4D flow provides single sequence rapid protocol for assessment of blood flow, ventricular function, and anatomy in congenital heart disease. Though valve function has been well validated for regurgitant flow fraction, assessment of valve leaflet delineation has been limited by relatively low spatiotemporal resolution. Similarly, coronary origin delineation has been limited. Here, we develop an ultra-high spatiotemporal resolution 4D flow acquisition technique and assess its performance for valve and coronary delineation. 4D flow provides superior delineation of coronaries than echo, is highly likely to depict coronary origins, and is highly likely to provide good valve leaflet delineation.

### Supplied data
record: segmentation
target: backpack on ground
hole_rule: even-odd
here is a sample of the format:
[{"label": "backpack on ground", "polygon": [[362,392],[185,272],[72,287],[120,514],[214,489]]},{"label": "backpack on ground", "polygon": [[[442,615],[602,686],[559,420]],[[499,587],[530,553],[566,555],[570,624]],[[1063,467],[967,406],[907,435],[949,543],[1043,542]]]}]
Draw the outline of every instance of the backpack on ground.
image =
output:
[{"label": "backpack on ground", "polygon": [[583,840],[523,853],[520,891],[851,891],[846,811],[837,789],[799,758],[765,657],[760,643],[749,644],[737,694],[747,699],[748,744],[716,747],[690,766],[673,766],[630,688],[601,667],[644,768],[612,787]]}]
---
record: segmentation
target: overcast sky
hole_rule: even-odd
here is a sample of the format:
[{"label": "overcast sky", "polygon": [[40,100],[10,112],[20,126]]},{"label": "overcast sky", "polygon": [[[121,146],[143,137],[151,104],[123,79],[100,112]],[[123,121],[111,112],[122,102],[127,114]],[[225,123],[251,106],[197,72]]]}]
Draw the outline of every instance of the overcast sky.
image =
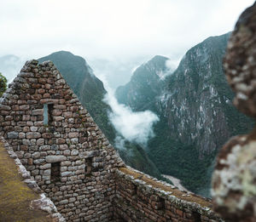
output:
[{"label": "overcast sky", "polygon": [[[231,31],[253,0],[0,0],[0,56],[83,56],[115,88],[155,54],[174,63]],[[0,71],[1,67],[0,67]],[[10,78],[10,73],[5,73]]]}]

### Questions on the material
**1.** Summarize the passage on 4D flow that precedes the data in two sentences.
**2.** From the passage on 4D flow, extract the text word for word from "4D flow provides single" up to and including "valve leaflet delineation.".

### Solution list
**1.** 4D flow provides a single-sequence rapid protocol for assessing blood flow, ventricular function, and anatomy in congenital heart disease, but its delineation of coronary origins has been limited, and its delineation of valve leaflets has been limited by relatively low spatiotemporal resolution. An ultra-high spatiotemporal resolution 4D flow acquisition technique is developed and assessed, and 4D flow delineates coronaries better than echo, is highly likely to depict coronary origins, and is highly likely to provide good valve leaflet delineation.

**2.**
4D flow provides single sequence rapid protocol for assessment of blood flow, ventricular function, and anatomy in congenital heart disease. Though valve function has been well validated for regurgitant flow fraction, assessment of valve leaflet delineation has been limited by relatively low spatiotemporal resolution. Similarly, coronary origin delineation has been limited. Here, we develop an ultra-high spatiotemporal resolution 4D flow acquisition technique and assess its performance for valve and coronary delineation. 4D flow provides superior delineation of coronaries than echo, is highly likely to depict coronary origins, and is highly likely to provide good valve leaflet delineation.